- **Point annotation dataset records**
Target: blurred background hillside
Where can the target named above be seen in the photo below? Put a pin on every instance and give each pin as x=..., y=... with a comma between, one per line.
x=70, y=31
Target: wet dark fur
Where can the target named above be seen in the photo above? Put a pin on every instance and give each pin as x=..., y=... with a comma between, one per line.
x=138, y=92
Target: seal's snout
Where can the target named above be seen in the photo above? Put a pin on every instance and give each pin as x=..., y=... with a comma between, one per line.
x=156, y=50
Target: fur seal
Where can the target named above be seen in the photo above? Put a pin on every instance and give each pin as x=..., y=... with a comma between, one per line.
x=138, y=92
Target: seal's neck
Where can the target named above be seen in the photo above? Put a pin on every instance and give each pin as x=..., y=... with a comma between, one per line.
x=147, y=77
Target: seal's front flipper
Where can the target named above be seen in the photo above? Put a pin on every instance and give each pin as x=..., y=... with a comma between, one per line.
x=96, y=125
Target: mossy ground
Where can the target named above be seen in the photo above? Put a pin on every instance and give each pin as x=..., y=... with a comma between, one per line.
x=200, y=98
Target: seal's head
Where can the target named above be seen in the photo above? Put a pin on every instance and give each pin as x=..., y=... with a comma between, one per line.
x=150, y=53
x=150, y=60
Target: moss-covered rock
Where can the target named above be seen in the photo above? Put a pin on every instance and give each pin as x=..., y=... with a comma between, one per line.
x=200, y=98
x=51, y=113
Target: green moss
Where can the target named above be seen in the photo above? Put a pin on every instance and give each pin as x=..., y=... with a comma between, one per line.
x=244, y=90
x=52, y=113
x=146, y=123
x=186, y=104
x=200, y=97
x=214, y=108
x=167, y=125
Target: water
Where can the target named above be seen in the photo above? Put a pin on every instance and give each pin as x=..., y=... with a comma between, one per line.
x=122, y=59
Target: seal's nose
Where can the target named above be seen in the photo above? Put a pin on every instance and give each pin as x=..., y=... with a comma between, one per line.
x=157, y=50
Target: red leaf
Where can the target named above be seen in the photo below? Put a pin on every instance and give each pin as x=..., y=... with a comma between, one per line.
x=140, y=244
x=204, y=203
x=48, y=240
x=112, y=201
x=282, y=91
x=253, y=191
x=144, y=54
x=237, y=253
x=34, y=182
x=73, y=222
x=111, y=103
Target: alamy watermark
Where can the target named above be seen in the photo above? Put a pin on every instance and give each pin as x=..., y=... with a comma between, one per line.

- **STATED GOAL**
Set down the material above again, word for word.

- **EXERCISE RESPONSE**
Target: blurred background hillside
Where can the target named above be seen in the photo below? Put a pin on every instance and give each pin as x=..., y=... with a comma between, one per line.
x=70, y=31
Target: wet dark fur
Where can the target named above be seen in the photo above? Put a pin on every instance and give each pin as x=..., y=... with a comma between, one per line.
x=138, y=92
Target: seal's snout
Where can the target named above be seen in the photo above? Put a pin on every instance and give each pin as x=..., y=... with a comma between, one per line.
x=156, y=50
Target: fur seal
Where can the target named above be seen in the photo above? Put a pin on every instance and give each pin as x=..., y=... with a comma between, one per line.
x=138, y=92
Target: seal's neck
Where can the target named above be seen in the photo above? Put a pin on every instance and give each pin as x=..., y=... with a comma between, one per line.
x=147, y=77
Target: seal's front flipper
Where can the target named above be seen in the photo above? Put a pin on every instance and give each pin as x=..., y=... with a comma between, one per line.
x=96, y=125
Target: mossy ground
Where can the target named above be seen in the photo above? Put a pin on every instance and give each pin as x=..., y=... with a comma between, one per line.
x=200, y=98
Target: seal's head
Where can the target named above be seen in the photo above? Put a pin on every instance and give each pin as x=..., y=... with a comma between, one per line.
x=150, y=53
x=150, y=60
Target: moss-covered rock
Where can the target named above be seen in the photo above? Put a pin on every instance and give each pin as x=..., y=... with a comma between, one per line.
x=200, y=98
x=51, y=113
Target: green moss
Where can the target named above be seen in the photo above? Put a pin on every instance and give each pin as x=..., y=... with a comma between, one per line.
x=244, y=90
x=52, y=113
x=146, y=123
x=186, y=104
x=200, y=97
x=214, y=108
x=167, y=125
Target: water
Where can the target named above be seen in the photo above? Put a pin on every instance and give each pin as x=..., y=... with a comma between, one per line.
x=122, y=59
Target: seal's nose
Where can the target named above be seen in the photo above? Put a pin on every instance and give each pin as x=..., y=... with a comma between, one per line.
x=157, y=50
Target: red leaf
Where can the target named above be seen in the photo below? Put a pin on every instance and give each pin as x=..., y=... with a comma between, one per line.
x=140, y=244
x=204, y=203
x=48, y=240
x=112, y=201
x=282, y=91
x=253, y=191
x=144, y=54
x=237, y=253
x=34, y=182
x=73, y=222
x=111, y=103
Target: alamy watermark
Where can the target named above be seen in the photo above? Put a pin on every instance and give each pin as x=..., y=... with a comma between, one per line.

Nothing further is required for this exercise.